(Saved entries)
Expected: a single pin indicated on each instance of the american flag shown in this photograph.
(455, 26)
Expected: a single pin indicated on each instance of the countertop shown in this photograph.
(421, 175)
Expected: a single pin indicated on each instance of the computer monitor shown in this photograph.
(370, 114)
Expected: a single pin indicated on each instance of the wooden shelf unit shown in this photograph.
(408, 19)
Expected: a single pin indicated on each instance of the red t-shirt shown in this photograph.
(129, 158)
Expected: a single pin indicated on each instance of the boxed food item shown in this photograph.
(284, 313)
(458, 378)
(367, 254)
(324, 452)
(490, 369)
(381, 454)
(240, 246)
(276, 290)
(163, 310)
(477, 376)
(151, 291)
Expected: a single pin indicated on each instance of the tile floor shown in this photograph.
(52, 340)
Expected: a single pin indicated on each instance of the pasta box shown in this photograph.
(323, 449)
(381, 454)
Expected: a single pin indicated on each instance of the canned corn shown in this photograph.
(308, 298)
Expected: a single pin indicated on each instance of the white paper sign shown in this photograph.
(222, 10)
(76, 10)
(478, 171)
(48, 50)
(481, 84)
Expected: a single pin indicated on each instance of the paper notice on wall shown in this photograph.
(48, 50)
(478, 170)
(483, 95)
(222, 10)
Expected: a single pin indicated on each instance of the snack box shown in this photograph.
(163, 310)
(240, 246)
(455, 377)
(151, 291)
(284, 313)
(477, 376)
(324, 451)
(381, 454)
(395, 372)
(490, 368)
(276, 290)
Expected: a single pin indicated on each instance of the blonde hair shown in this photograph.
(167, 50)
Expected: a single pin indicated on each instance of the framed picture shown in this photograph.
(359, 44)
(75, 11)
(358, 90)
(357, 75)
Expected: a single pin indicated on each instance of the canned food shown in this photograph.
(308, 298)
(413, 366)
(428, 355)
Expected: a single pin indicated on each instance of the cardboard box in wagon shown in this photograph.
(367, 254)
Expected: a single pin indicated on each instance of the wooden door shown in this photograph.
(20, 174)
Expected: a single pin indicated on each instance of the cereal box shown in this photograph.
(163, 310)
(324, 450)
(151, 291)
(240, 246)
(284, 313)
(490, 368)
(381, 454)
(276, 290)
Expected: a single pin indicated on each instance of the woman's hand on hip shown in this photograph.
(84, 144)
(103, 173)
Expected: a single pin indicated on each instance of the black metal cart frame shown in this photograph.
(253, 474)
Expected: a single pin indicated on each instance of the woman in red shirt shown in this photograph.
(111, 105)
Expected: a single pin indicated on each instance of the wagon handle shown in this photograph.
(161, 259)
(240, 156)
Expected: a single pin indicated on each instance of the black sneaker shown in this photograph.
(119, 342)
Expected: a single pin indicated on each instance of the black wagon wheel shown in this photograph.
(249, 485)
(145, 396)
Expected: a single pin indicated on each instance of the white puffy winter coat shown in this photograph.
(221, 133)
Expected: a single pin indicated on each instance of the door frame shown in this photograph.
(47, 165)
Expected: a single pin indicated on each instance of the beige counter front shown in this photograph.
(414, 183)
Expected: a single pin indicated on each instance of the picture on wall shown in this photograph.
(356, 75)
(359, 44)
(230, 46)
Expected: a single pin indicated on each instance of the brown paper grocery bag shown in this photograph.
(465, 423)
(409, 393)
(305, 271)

● What the task asks:
Set down, please, the lines from the line holding "sneaker shown in this photograph." through the final line of the data, exactly and with nothing added.

● Finished task:
Expected: a single pin indicated on each instance of the black sneaker shown in this photograph.
(119, 342)
Expected: a single pin indicated on each instance of the black wagon wheel shown in this photograph.
(249, 485)
(145, 396)
Expected: a single pin indicated on each instance of the white puffy winter coat shown in this photograph.
(221, 133)
Expected: a single pin indicated on each instance of the door frame shown in this photograph.
(47, 165)
Expected: a single pin indicated on each instance of the beige counter front shown in this photograph.
(414, 183)
Expected: a single pin indicated on each instance of the picture on wall shown in this photograph.
(356, 75)
(359, 44)
(230, 46)
Expected: a single pin indicated on each instance of the brown paper grocery bag shown in this photograph.
(465, 423)
(409, 393)
(305, 271)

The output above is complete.